Work to complete ▸ Rewrite the items from the line containing "# locate tree silhouette: put" through the end, both included, keeping each request line as it is and scaling every point coordinate in the answers by 0.45. Round each result to a whole number, with halves going up.

(Extracted records)
────────────────────────────────────────

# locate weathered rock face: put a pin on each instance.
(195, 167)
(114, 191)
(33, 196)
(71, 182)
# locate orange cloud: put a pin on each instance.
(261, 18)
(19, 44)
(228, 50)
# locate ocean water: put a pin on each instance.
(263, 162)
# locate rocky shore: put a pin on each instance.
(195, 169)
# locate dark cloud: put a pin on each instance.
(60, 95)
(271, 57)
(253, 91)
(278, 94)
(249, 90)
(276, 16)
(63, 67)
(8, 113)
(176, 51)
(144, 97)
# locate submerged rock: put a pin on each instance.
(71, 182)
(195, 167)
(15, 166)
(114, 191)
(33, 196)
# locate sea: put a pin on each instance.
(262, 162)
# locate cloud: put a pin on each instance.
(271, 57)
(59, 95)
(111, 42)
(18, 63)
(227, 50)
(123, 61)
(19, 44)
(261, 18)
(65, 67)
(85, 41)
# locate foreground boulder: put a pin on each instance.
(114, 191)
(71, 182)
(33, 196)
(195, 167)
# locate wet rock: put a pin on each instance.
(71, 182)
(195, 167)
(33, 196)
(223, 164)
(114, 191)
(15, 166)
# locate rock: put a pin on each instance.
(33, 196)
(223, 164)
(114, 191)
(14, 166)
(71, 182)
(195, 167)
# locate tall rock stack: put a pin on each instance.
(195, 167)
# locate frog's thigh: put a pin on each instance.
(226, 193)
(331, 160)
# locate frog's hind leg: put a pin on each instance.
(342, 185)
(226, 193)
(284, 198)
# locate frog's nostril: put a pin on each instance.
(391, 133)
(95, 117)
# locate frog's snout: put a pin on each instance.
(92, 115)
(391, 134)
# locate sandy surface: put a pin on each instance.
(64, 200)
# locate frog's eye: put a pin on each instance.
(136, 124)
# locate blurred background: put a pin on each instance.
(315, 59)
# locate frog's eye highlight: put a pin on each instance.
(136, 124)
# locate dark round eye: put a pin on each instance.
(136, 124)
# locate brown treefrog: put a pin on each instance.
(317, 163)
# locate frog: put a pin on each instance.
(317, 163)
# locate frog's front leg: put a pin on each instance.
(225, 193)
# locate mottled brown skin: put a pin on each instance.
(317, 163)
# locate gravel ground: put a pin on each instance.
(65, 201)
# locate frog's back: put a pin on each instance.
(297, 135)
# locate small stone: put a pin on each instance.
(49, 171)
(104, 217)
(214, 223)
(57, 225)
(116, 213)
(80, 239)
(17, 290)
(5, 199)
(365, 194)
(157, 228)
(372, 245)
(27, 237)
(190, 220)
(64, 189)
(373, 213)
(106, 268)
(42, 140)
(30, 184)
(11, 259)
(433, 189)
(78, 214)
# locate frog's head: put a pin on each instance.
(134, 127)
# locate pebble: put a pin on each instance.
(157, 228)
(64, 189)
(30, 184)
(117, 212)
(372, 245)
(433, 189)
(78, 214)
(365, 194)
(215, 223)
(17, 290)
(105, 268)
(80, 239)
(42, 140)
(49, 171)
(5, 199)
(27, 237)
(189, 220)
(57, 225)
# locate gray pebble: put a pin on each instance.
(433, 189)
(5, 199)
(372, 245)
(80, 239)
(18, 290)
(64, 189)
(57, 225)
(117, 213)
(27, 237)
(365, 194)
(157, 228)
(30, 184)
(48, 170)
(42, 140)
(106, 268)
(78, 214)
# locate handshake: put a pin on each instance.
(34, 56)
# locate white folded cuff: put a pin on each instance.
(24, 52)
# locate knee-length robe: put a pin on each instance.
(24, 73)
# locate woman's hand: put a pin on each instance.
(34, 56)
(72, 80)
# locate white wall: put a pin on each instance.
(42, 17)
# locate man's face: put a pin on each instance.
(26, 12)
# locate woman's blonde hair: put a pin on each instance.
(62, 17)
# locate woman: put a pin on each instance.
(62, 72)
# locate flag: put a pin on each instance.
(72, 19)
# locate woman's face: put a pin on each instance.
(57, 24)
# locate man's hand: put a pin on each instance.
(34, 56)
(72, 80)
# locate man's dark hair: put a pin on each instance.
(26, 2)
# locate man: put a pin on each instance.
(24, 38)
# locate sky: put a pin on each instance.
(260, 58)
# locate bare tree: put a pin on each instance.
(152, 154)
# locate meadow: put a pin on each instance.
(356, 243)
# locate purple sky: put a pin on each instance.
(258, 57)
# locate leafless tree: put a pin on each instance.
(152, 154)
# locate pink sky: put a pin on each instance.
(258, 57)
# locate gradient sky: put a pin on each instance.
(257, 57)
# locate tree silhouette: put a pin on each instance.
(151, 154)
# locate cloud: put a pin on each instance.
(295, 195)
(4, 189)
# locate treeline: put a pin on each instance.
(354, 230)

────────────────────────────────────────

Complete answer ▸
# locate tree silhouette: put a pin on each instance.
(68, 69)
# locate cloud: put a pin on each instance.
(133, 88)
(2, 85)
# locate treeline: put a pin on each instance.
(159, 104)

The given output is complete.